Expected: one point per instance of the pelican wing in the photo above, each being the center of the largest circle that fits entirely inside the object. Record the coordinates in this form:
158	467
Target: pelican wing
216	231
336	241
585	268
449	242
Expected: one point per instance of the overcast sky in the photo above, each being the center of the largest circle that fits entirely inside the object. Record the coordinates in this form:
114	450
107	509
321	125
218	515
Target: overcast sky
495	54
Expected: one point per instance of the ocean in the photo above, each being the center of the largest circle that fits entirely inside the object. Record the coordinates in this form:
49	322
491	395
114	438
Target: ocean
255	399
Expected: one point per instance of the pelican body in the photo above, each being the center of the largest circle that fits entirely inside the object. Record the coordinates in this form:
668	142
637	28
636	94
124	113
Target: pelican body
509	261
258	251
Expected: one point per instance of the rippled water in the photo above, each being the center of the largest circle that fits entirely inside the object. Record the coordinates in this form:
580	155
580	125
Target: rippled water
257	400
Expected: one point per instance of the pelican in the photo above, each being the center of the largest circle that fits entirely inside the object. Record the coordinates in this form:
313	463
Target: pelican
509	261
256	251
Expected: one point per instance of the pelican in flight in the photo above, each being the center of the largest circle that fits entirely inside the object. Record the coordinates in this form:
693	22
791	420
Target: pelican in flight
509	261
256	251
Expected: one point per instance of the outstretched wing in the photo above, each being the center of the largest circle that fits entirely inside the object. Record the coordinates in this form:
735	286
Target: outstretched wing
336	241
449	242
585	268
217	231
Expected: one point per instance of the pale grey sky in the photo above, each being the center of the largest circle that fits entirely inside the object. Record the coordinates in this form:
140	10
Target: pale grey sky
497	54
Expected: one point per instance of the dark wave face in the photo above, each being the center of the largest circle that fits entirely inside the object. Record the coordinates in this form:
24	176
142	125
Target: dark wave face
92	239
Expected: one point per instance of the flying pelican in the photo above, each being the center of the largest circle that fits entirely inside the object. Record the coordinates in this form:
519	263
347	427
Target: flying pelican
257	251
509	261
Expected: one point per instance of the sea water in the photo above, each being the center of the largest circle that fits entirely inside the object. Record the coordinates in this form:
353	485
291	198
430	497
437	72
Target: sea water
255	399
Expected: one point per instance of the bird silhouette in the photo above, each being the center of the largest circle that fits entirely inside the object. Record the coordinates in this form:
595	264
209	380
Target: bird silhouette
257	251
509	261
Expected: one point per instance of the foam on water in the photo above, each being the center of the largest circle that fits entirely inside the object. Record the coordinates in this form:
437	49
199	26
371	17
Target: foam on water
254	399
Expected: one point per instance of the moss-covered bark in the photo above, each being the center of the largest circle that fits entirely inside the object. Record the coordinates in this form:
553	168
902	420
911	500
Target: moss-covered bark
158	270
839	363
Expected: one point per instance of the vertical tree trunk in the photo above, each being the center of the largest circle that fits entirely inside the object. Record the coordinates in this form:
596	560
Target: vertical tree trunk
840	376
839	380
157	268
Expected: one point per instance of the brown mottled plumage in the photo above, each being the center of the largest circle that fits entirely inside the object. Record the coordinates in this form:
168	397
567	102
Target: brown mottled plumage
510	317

-------------------------

WORK TASK
Exact copies of all the entries above are to be printed.

OUTPUT OF THE EXERCISE
Expected: one point per instance of the pelican wing in the photo above, each being the center of the largest circle that fits entirely inside the object. Record the coordinates in this form:
158	467
Target: pelican wing
216	231
336	241
585	268
449	242
Expected: one point per instance of the overcast sky in the photo above, each being the center of the largest circle that fits entirely inside the object. Record the coordinates in this form:
114	450
107	509
321	125
218	515
Target: overcast sky
495	54
Expected: one point per instance of the ocean in the photo above, each being the center of the largest circle that fits entirely inside the object. Record the coordinates in this form:
49	322
491	395
114	438
Target: ocean
255	399
Expected: one point per instance of the pelican body in the photo above, each being the center of the largest circle that fits entirely inside the object. Record the coordinates in this form:
668	142
637	28
636	94
124	113
Target: pelican body
509	261
258	251
Expected: one point per instance of the rippled water in the photo above, each being the center of the largest circle that fits entirely inside the object. Record the coordinates in this form:
580	155
580	125
Target: rippled water
257	400
Expected: one point per instance of the pelican in the photo above, each being the center of the largest circle that fits entirely inside the object. Record the coordinates in this form:
313	463
Target: pelican
509	261
256	251
Expected: one point per instance of the pelican in flight in the photo above, each being the center of the largest circle that fits entirely inside the object. Record the coordinates in this form:
693	22
791	420
Target: pelican in flight
509	261
256	251
Expected: one point per instance of the outstretched wing in the photo above, each being the center of the largest circle that fits entirely inside the object. Record the coordinates in this form:
735	286
Target: outstretched wing
336	241
449	242
585	268
217	231
Expected: one point per instance of the pale grey sky in the photo above, each being the center of the largest circle that fits entirely inside the object. Record the coordinates in this form:
140	10
Target: pale grey sky
497	54
Expected: one point per instance of the dark wave face in the photo above, each being the center of the largest circle that fits entirely inside the object. Record the coordinates in this form:
24	176
142	125
Target: dark wave face
92	239
Expected: one point per instance of the flying pelican in the photo above, each being the center of the largest circle that fits entirely inside the object. Record the coordinates in this form:
519	263
347	427
Target: flying pelican
257	251
509	261
Expected: one point per instance of the sea water in the photo above, each being the center of the largest circle that fits entirely inside the object. Record the coordinates in this form:
353	485
291	198
430	497
437	72
Target: sea water
255	399
Expected: one point per instance of the bird silhouette in the photo above, each being the center of the largest circle that fits entirely inside the object. Record the coordinates in this form:
595	264
209	380
Target: bird silhouette
257	251
509	261
Expected: one point per instance of the foam on water in the photo above, each being the center of the largest circle that fits entirely inside the object. Record the coordinates in this form:
437	49
199	26
371	17
Target: foam on water
254	399
Expected: one point per instance of the moss-covered bark in the photo above, each being the center of the largest circle that fits entirely inside the object. Record the coordinates in this form:
553	168
902	420
911	500
Target: moss-covered bark
158	270
839	363
Expected: one point per instance of the vertical tree trunk in the photo above, each being the center of the largest circle that fits entirely inside the object. Record the coordinates in this form:
596	560
Target: vertical tree trunk
840	376
839	380
157	268
Expected: one point per instance of the brown mottled plumage in the photo above, each being the center of the largest circle that fits entirely inside the object. Record the coordinates in this form:
168	397
567	102
Target: brown mottled plumage
510	317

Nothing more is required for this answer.